§ **Input**
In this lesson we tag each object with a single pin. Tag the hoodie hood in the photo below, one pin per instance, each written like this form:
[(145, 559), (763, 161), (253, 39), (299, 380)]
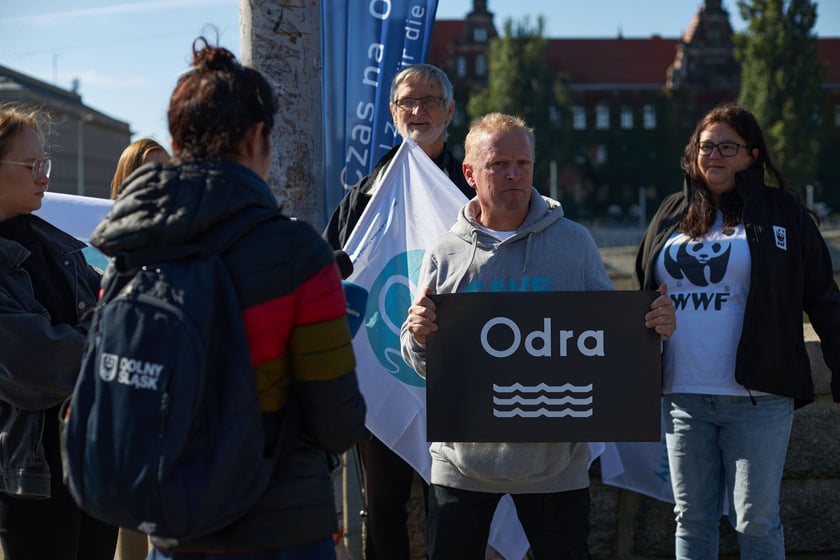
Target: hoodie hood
[(173, 204)]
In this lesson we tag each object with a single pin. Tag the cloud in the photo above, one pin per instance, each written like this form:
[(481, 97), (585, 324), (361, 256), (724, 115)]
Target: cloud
[(148, 6)]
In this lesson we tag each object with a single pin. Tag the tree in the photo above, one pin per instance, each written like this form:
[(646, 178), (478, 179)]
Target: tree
[(781, 79), (520, 82)]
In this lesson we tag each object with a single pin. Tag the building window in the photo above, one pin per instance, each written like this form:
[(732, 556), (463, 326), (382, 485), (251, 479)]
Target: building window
[(626, 117), (649, 117), (480, 65), (461, 67), (579, 118), (602, 117), (600, 155)]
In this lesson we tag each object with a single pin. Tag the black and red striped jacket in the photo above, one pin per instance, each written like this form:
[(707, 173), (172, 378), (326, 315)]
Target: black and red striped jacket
[(295, 315)]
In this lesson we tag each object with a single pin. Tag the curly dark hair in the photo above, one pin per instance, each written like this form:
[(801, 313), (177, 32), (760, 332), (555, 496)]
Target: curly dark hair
[(702, 207), (215, 102)]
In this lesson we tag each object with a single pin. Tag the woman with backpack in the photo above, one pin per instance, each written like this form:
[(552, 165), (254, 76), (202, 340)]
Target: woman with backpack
[(290, 298), (47, 290)]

§ **Exercise aim**
Put everything from the line containing "Tag the curly" down to the last line of the items, both included, into a JSON list of strings with one string per line, leaving out blank lines.

§ **Task output**
[
  "In this lesson we tag each object with a single pin. Tag the curly dark hair in the photo above, one pin per instance, each written like this form:",
  "[(801, 313), (177, 32), (760, 332), (555, 496)]",
  "Target: curly dark hair",
  "[(702, 207), (215, 102)]",
  "In this lesson we tag each object with a single pin. Tag the woman with backpack in the photo above, one pin per instance, each written like this form:",
  "[(552, 165), (254, 76), (202, 340)]",
  "Target: woman with backpack",
  "[(290, 298), (47, 290)]"
]